- **EXCERPT PROVIDED**
Water movement through a plant


Xylem vessels are long, narrow, hollow tubes containing no living material and impregnated with bands or spirals of lignin. Joined end to end, they provide a continuous pathway from the roots through the stem and to the leaves. As well as being waterproof, the lignin provides strength to stop the vessels from collapsing. The narrow diameters of the xylem vessels increase the capillarity forces, however once again, this only makes a small contribution to water's upward movement.

  *Xylem vessels in stem LS

Looking at leaf structure provides the clues to what is the main force involved in maintaining a continuous flow of water from root to leaf through the xylem.

In broad leaved plants, the leaves are large, thin, flat structures. Large, in order to trap lots of light energy, and thin so that the carbon dioxide can diffuse into the leaf from the surrounding air.

Referring expression data:
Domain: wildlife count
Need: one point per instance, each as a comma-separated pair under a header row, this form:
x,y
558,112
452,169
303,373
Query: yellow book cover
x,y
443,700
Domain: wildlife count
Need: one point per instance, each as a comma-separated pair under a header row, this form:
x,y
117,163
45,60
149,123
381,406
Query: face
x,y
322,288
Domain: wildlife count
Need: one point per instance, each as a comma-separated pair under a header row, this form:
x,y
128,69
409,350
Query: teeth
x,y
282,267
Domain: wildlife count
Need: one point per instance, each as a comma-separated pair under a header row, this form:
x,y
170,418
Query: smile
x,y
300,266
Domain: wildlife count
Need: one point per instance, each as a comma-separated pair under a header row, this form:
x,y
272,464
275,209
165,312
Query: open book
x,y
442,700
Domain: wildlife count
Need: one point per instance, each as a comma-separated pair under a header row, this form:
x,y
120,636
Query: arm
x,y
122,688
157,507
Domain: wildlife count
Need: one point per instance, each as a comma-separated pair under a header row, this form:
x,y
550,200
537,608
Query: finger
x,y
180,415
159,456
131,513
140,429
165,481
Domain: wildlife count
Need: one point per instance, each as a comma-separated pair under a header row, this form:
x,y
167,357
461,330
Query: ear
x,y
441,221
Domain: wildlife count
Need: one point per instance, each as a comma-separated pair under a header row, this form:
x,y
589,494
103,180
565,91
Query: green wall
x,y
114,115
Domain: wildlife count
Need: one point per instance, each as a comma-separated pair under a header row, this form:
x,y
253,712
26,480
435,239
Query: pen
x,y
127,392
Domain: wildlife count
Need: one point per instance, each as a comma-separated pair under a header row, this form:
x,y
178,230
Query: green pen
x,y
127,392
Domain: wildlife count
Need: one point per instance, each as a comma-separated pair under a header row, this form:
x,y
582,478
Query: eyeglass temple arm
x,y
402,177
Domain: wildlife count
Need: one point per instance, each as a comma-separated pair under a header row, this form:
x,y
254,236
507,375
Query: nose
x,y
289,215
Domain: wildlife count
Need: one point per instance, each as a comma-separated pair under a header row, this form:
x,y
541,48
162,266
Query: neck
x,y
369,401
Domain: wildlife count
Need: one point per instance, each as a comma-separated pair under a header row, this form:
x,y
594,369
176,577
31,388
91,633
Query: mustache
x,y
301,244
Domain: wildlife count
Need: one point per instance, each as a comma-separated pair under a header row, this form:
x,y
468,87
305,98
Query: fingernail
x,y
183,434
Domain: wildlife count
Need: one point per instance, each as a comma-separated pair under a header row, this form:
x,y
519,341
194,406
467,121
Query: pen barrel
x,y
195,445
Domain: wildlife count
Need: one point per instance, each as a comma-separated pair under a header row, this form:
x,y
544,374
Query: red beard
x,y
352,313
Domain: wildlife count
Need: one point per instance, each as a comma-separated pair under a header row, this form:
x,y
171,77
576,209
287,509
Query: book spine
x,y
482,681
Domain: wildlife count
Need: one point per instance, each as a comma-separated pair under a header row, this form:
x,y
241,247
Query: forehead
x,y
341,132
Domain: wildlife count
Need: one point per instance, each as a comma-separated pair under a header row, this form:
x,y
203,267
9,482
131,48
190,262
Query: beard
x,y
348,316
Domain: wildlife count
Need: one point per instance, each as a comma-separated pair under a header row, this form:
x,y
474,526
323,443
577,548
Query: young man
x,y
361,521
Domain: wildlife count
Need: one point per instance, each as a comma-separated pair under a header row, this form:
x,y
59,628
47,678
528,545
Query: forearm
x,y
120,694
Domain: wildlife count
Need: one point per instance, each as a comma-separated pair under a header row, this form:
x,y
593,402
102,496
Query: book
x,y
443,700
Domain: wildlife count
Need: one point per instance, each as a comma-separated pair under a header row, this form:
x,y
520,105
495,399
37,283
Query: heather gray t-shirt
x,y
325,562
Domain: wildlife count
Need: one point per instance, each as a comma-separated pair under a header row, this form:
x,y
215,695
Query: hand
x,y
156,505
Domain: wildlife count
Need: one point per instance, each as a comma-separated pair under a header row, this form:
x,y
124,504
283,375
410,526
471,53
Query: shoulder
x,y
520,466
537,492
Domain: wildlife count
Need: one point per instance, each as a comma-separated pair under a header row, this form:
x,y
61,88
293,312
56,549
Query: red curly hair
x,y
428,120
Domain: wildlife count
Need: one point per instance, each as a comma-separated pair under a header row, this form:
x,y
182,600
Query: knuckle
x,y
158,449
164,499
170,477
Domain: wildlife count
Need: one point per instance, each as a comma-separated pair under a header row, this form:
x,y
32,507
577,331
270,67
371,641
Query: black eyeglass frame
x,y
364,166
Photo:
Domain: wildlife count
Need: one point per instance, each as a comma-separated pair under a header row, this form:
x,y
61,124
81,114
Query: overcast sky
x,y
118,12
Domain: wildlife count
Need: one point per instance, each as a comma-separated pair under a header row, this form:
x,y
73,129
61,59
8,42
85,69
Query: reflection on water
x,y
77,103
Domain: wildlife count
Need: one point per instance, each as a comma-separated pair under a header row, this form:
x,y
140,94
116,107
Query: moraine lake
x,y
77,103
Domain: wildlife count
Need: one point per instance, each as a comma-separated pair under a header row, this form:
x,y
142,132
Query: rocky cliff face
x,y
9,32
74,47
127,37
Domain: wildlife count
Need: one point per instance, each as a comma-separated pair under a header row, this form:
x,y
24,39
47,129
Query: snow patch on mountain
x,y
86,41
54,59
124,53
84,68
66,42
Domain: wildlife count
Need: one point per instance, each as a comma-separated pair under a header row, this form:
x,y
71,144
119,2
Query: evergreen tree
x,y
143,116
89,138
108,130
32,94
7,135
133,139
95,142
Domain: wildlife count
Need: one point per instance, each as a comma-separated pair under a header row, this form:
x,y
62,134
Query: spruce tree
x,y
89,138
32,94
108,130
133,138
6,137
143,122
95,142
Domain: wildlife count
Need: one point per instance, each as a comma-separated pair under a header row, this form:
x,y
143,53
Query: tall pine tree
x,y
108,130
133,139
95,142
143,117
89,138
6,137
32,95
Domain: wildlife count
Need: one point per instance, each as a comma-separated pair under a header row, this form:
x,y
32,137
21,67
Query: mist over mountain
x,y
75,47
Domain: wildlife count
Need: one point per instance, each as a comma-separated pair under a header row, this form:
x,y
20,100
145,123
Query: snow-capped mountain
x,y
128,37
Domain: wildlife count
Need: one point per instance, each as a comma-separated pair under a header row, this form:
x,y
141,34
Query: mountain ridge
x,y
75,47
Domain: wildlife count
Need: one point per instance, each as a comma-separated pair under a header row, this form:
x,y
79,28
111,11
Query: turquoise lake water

- **EXERCISE REQUIREMENTS**
a. Output the passage on water movement through a plant from "Water movement through" to "through the xylem.", copied word for word.
b. Write the next part of the passage on water movement through a plant, picking up right after its final sentence.

- **RESULTS OF THE TASKS**
a.
Water movement through a plant


Xylem vessels are long, narrow, hollow tubes containing no living material and impregnated with bands or spirals of lignin. Joined end to end, they provide a continuous pathway from the roots through the stem and to the leaves. As well as being waterproof, the lignin provides strength to stop the vessels from collapsing. The narrow diameters of the xylem vessels increase the capillarity forces, however once again, this only makes a small contribution to water's upward movement.

  *Xylem vessels in stem LS

Looking at leaf structure provides the clues to what is the main force involved in maintaining a continuous flow of water from root to leaf through the xylem.

b.
Examination of a leaf reveals small pores, or stomata, in the leaf's surfaces. Each stoma is controlled by 2 guard cells which "open" and "close" the pore. If the plant is to obtain sufficient carbon dioxide for photosynthesis it is necessary that the stomata are open, however, in being open, water can be lost through these same stomata by evaporation. It is this evaporation, known as transpiration, which is the driving force for pulling water through a plant. In most broad leaved plants, a greater number of stomata are found on the cooler, lower surface. This ensures that sufficient carbon dioxide can enter while at the same time cutting down the amount of water lost by transpiration.